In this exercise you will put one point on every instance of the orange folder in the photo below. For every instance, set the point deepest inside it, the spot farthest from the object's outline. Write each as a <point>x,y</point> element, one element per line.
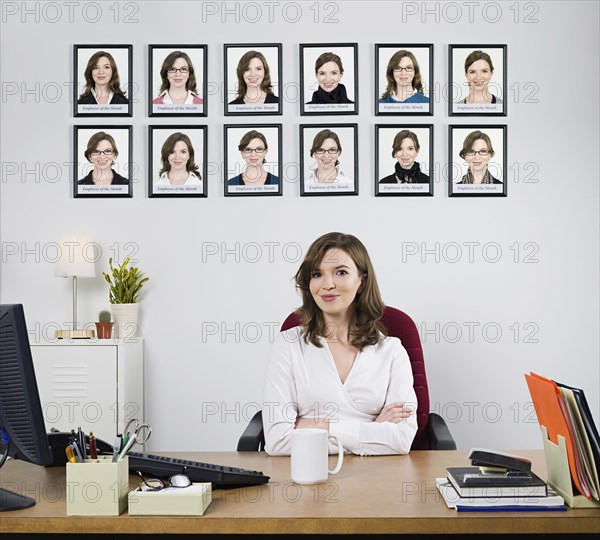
<point>551,413</point>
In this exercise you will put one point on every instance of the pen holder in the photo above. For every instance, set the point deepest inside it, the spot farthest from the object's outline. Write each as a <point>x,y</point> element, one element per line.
<point>97,487</point>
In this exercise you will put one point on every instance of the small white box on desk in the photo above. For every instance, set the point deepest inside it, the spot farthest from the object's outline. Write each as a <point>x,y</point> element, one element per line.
<point>97,487</point>
<point>189,501</point>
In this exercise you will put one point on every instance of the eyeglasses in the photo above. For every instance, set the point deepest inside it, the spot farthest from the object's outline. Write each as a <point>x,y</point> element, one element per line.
<point>322,151</point>
<point>155,484</point>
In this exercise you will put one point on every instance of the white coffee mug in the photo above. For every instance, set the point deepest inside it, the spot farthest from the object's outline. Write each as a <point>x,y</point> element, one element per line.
<point>310,451</point>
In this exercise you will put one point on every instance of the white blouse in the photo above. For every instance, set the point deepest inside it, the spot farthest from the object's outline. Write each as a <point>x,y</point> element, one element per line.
<point>303,381</point>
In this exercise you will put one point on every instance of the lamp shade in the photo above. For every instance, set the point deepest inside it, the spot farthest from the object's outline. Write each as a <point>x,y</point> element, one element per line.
<point>77,256</point>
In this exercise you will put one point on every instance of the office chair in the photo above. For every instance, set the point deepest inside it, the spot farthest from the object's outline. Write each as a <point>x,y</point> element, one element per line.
<point>432,432</point>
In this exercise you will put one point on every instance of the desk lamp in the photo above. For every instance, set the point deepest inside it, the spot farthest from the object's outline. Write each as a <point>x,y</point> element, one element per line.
<point>76,259</point>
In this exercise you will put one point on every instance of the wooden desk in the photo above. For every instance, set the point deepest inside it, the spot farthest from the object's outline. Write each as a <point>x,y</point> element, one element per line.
<point>371,495</point>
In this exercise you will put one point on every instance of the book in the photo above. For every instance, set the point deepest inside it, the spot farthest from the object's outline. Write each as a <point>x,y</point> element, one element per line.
<point>494,485</point>
<point>552,502</point>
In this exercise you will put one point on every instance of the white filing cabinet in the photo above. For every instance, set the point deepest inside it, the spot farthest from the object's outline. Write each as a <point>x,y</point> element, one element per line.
<point>95,384</point>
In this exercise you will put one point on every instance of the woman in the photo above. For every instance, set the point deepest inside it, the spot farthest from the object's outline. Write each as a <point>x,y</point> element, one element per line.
<point>403,80</point>
<point>178,162</point>
<point>102,83</point>
<point>326,149</point>
<point>339,371</point>
<point>102,152</point>
<point>477,151</point>
<point>405,149</point>
<point>253,148</point>
<point>329,72</point>
<point>478,71</point>
<point>178,81</point>
<point>254,81</point>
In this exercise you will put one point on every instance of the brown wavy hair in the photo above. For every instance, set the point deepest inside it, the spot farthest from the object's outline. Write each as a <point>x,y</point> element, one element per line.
<point>417,84</point>
<point>114,85</point>
<point>243,65</point>
<point>168,147</point>
<point>366,326</point>
<point>168,63</point>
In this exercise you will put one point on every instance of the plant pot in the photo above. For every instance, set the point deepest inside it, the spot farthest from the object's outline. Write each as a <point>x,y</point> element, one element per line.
<point>125,317</point>
<point>104,330</point>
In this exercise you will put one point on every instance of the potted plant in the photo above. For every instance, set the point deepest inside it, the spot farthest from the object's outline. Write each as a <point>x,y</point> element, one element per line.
<point>104,327</point>
<point>125,285</point>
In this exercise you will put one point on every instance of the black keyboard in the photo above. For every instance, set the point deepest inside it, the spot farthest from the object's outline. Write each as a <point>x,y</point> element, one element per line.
<point>221,476</point>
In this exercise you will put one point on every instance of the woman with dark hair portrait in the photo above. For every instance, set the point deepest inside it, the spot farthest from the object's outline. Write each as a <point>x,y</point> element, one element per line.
<point>478,72</point>
<point>254,81</point>
<point>102,83</point>
<point>101,152</point>
<point>477,150</point>
<point>329,71</point>
<point>405,150</point>
<point>178,86</point>
<point>338,371</point>
<point>178,162</point>
<point>403,77</point>
<point>253,148</point>
<point>326,150</point>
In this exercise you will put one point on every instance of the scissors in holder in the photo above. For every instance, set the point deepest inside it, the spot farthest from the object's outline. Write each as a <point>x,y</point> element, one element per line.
<point>134,433</point>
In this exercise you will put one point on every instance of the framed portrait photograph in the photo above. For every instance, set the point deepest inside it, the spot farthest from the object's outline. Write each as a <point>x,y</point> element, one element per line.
<point>102,162</point>
<point>477,80</point>
<point>103,80</point>
<point>253,159</point>
<point>252,79</point>
<point>404,160</point>
<point>177,161</point>
<point>329,78</point>
<point>477,161</point>
<point>403,79</point>
<point>328,159</point>
<point>177,82</point>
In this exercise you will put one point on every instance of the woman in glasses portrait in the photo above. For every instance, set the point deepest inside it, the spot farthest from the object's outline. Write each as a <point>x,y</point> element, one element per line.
<point>326,150</point>
<point>477,150</point>
<point>254,85</point>
<point>178,159</point>
<point>479,70</point>
<point>253,148</point>
<point>407,170</point>
<point>178,86</point>
<point>329,71</point>
<point>404,84</point>
<point>102,83</point>
<point>101,152</point>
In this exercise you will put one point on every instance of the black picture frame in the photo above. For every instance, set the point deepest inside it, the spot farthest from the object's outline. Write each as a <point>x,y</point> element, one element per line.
<point>197,55</point>
<point>159,137</point>
<point>120,106</point>
<point>234,166</point>
<point>459,87</point>
<point>423,60</point>
<point>496,165</point>
<point>344,184</point>
<point>386,181</point>
<point>309,54</point>
<point>82,168</point>
<point>232,56</point>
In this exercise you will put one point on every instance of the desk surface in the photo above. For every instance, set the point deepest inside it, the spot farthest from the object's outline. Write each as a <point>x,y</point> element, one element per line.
<point>375,495</point>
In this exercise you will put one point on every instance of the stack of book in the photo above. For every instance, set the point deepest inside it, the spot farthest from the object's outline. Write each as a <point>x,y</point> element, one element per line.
<point>500,482</point>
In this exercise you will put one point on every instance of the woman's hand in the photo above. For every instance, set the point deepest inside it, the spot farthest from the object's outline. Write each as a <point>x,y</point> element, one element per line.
<point>395,413</point>
<point>311,422</point>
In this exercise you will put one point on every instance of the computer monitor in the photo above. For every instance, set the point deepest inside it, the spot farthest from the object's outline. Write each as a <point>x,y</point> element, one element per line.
<point>21,418</point>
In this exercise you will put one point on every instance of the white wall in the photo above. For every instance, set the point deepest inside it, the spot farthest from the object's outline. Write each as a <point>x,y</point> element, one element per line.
<point>553,222</point>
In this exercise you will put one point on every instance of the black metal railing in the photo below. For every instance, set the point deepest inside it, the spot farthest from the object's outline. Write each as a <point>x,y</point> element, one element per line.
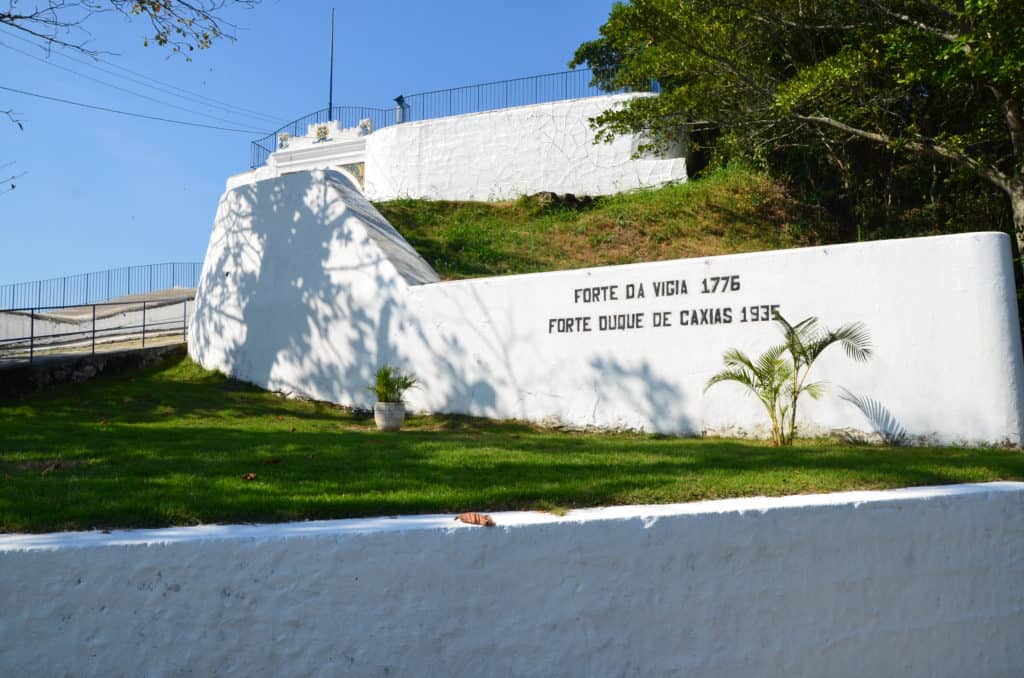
<point>442,102</point>
<point>98,286</point>
<point>59,330</point>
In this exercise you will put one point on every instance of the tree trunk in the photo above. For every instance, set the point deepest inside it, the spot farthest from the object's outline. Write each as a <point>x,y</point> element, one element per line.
<point>1016,247</point>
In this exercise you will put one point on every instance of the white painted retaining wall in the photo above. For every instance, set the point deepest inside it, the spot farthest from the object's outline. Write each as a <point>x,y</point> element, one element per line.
<point>912,583</point>
<point>298,296</point>
<point>504,154</point>
<point>485,156</point>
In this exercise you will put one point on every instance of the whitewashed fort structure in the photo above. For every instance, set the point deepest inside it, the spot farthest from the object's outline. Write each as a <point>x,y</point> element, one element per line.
<point>306,289</point>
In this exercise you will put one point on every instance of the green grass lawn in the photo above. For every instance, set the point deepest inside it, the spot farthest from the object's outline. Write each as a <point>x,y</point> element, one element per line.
<point>725,211</point>
<point>169,447</point>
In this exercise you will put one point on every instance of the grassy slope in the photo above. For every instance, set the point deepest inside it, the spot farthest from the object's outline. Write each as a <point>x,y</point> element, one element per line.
<point>169,446</point>
<point>731,210</point>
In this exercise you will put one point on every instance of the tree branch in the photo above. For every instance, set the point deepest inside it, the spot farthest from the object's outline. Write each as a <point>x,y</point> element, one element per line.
<point>909,20</point>
<point>921,144</point>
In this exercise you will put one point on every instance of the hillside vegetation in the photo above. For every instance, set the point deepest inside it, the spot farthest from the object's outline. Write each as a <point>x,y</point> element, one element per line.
<point>730,210</point>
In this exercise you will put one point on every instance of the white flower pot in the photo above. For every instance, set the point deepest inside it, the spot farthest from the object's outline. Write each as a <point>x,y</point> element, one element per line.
<point>389,416</point>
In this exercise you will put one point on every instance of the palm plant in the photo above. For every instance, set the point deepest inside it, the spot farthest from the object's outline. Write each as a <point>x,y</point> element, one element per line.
<point>390,384</point>
<point>779,376</point>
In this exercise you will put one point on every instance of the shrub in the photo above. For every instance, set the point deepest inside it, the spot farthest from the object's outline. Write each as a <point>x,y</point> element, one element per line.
<point>390,384</point>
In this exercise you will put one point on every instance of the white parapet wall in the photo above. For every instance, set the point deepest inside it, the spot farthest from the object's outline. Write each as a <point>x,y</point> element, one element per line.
<point>912,583</point>
<point>489,156</point>
<point>307,290</point>
<point>504,154</point>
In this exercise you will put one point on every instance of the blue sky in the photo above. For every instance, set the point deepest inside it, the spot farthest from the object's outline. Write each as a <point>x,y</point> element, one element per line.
<point>102,191</point>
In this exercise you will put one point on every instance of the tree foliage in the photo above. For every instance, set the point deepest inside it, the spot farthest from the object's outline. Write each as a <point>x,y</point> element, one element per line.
<point>184,26</point>
<point>903,116</point>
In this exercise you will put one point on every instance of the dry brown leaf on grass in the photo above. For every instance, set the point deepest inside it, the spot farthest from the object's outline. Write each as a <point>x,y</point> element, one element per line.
<point>476,519</point>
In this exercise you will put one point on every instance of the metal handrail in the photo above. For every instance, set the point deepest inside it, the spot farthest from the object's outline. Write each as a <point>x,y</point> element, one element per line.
<point>457,100</point>
<point>92,333</point>
<point>84,289</point>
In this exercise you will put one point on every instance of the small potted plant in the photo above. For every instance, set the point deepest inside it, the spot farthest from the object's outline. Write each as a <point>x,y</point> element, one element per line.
<point>390,385</point>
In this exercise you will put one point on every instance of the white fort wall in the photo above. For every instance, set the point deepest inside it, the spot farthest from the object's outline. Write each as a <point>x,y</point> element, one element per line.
<point>914,583</point>
<point>298,295</point>
<point>509,153</point>
<point>484,156</point>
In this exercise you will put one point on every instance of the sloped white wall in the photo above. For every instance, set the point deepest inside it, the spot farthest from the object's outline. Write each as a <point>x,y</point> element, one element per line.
<point>504,154</point>
<point>298,296</point>
<point>913,583</point>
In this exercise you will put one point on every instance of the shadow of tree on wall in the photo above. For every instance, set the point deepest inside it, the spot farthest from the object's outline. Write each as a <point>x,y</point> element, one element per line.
<point>656,398</point>
<point>292,302</point>
<point>882,420</point>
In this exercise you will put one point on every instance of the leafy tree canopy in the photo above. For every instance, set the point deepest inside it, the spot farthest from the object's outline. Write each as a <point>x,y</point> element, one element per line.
<point>938,82</point>
<point>184,26</point>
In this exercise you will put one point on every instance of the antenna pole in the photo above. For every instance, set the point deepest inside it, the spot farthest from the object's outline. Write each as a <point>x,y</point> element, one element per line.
<point>330,96</point>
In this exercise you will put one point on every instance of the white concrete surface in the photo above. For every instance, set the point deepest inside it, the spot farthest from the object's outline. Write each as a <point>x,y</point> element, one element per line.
<point>922,582</point>
<point>296,296</point>
<point>504,154</point>
<point>73,327</point>
<point>496,155</point>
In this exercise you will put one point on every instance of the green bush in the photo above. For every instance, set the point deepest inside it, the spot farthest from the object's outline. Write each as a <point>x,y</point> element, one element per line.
<point>391,384</point>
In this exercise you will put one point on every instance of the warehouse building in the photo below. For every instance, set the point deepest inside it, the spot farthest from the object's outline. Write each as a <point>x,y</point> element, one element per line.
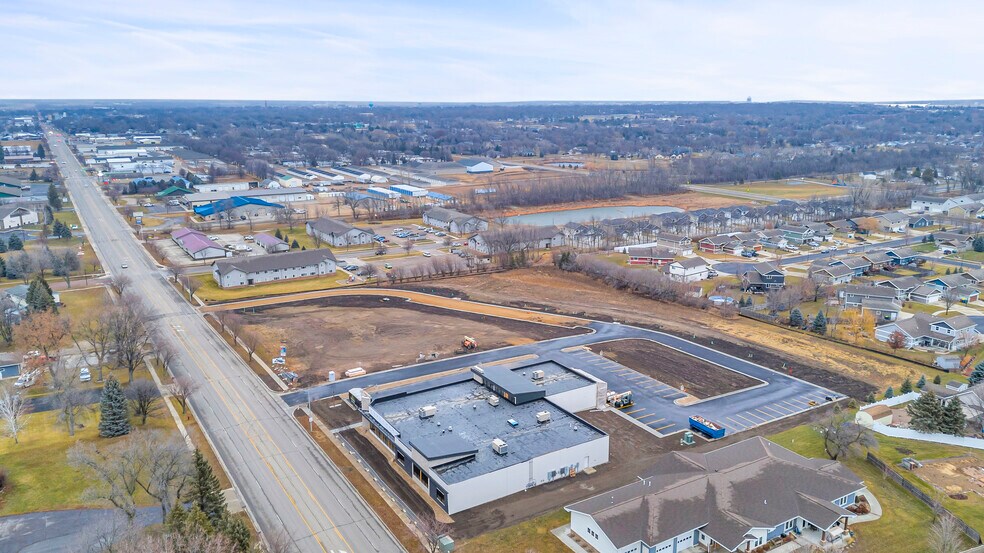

■ Exercise directions ■
Please count the lines in the listing above that contain the string "potted", and give only that number.

■ Final answer ■
2